Problem to solve:
Gather every line in the listing below that contains the string "corrugated", treating uppercase and lowercase as distinct.

Extracted records:
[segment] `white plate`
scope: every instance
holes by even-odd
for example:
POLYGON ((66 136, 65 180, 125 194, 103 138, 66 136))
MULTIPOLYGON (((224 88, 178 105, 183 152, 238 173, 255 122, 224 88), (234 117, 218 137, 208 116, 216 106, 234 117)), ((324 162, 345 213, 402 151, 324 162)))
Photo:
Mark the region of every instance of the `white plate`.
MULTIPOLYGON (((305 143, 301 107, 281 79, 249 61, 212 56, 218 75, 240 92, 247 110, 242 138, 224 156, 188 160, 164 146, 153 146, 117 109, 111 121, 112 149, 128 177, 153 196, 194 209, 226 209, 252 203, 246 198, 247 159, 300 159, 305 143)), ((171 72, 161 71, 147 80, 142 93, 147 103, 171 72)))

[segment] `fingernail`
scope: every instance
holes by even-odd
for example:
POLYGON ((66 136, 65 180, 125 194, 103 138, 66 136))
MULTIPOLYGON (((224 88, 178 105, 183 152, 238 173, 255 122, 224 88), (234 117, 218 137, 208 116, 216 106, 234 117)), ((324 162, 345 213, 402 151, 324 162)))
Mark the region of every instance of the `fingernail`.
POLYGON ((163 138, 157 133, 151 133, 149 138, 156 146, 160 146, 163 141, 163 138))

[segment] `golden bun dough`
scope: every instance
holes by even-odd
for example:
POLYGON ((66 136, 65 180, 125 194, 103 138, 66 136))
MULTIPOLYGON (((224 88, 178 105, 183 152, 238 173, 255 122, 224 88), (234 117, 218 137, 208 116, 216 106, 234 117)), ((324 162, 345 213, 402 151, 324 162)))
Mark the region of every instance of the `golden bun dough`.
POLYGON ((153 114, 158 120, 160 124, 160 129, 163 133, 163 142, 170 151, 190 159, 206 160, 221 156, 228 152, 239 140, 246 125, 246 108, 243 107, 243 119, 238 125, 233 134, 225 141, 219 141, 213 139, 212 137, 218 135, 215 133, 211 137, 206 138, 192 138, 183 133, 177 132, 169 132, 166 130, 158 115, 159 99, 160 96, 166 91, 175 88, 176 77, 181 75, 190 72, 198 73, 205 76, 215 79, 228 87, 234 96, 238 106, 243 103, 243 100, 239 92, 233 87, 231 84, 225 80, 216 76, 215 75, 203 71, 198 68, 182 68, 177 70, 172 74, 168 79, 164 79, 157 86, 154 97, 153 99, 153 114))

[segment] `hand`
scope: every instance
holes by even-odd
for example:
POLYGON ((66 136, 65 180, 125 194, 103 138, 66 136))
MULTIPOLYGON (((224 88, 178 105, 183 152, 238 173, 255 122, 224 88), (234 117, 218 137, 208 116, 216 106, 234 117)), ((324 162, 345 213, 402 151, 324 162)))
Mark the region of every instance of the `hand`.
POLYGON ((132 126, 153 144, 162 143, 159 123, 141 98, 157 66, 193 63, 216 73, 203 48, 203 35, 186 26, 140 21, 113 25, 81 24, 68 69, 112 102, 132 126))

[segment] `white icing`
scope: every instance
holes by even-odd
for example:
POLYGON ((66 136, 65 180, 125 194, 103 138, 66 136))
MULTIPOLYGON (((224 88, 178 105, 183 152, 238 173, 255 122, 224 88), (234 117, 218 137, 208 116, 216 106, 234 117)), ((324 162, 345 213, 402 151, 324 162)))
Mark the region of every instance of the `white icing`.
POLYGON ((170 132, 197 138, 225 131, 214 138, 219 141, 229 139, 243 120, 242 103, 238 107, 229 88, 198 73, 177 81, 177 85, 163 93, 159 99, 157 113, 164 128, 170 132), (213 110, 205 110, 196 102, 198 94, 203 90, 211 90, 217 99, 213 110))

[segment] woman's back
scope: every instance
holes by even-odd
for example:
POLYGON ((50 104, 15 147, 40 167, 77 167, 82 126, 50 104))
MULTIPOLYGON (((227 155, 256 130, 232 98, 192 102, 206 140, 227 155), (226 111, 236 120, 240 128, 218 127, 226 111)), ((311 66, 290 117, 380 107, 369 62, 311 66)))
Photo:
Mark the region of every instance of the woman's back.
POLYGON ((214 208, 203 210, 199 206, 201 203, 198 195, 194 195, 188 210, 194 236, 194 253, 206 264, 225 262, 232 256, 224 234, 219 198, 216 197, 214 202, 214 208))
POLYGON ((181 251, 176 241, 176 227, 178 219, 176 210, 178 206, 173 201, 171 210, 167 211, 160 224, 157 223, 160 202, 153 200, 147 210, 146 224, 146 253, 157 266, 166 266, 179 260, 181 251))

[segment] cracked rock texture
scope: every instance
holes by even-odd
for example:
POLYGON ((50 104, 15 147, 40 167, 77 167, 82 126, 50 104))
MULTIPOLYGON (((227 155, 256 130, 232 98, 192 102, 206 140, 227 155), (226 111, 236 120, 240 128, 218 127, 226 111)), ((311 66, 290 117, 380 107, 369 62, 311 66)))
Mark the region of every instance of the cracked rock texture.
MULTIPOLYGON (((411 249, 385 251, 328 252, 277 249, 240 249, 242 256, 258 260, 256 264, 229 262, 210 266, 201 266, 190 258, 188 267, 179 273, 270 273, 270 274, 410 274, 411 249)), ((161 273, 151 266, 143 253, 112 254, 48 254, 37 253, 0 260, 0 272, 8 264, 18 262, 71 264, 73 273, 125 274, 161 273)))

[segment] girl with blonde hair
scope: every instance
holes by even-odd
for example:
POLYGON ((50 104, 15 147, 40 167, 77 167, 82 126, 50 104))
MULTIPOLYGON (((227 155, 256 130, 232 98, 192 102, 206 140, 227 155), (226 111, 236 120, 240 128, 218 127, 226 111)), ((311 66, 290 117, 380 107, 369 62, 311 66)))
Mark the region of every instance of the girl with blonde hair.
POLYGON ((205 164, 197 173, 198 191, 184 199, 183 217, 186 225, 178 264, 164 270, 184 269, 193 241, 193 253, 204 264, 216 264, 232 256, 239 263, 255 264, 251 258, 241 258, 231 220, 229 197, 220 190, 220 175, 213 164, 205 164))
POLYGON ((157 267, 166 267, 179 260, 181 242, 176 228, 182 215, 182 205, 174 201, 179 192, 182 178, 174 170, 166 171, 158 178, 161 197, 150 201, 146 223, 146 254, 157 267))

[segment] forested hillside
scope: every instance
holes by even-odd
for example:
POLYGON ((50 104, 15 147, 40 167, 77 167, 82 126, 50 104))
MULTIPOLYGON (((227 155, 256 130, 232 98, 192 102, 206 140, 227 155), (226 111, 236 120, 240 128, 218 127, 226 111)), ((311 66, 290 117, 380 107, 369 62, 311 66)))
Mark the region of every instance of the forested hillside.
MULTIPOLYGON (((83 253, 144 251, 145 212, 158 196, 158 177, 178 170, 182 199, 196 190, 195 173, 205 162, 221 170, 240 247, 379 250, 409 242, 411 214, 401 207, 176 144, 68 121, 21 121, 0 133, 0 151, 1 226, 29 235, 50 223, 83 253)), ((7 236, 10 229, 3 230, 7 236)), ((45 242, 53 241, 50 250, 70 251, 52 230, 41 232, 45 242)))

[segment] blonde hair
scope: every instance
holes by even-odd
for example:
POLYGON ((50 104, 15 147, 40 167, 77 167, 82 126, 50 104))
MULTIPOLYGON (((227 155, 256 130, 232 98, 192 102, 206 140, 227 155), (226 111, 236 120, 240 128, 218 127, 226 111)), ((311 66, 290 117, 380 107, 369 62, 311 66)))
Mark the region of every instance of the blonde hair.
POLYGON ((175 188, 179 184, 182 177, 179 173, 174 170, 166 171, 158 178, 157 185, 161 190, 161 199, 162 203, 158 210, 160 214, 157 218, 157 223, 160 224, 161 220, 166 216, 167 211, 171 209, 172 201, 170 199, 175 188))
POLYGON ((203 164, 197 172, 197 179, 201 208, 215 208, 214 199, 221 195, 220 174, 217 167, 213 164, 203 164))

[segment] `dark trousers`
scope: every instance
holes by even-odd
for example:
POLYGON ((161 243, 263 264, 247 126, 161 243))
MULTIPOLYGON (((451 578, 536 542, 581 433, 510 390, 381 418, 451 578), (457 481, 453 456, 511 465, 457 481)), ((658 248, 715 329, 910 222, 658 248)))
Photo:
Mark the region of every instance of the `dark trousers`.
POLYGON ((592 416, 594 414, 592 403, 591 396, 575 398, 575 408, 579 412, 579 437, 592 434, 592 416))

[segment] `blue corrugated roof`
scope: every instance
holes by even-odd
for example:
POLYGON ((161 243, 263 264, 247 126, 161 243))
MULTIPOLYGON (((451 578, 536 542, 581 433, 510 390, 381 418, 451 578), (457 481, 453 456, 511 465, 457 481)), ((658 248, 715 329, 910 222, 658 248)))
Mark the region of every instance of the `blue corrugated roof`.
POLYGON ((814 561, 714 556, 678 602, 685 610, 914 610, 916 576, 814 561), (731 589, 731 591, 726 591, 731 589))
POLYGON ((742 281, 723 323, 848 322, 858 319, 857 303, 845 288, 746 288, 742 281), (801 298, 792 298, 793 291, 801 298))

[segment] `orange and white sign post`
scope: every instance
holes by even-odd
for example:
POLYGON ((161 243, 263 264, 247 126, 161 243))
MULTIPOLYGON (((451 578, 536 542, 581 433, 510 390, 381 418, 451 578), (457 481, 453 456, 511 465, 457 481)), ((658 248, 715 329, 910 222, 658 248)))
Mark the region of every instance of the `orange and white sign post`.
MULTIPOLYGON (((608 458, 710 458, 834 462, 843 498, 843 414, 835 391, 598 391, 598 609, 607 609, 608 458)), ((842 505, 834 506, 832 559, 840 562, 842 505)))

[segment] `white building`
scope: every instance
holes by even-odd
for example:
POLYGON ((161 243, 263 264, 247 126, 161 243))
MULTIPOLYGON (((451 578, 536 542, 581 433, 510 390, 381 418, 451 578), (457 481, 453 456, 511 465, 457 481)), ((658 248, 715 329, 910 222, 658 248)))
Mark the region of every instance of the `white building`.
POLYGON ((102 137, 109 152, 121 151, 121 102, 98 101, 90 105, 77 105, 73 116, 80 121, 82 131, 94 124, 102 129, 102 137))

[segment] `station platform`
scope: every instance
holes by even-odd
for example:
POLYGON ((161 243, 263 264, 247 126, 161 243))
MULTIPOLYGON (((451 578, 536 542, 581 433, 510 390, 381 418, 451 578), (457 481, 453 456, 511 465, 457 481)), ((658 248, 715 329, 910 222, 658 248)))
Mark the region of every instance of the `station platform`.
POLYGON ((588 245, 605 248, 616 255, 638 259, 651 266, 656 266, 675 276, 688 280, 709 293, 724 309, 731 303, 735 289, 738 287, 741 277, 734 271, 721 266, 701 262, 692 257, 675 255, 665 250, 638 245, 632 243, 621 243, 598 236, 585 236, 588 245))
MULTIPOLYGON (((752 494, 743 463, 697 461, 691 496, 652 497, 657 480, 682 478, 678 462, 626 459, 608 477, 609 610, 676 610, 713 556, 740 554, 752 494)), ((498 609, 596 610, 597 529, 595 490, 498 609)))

Result for this task:
[segment] `blue corrugated roof`
Mark the region of every instance of the `blue corrugated roof`.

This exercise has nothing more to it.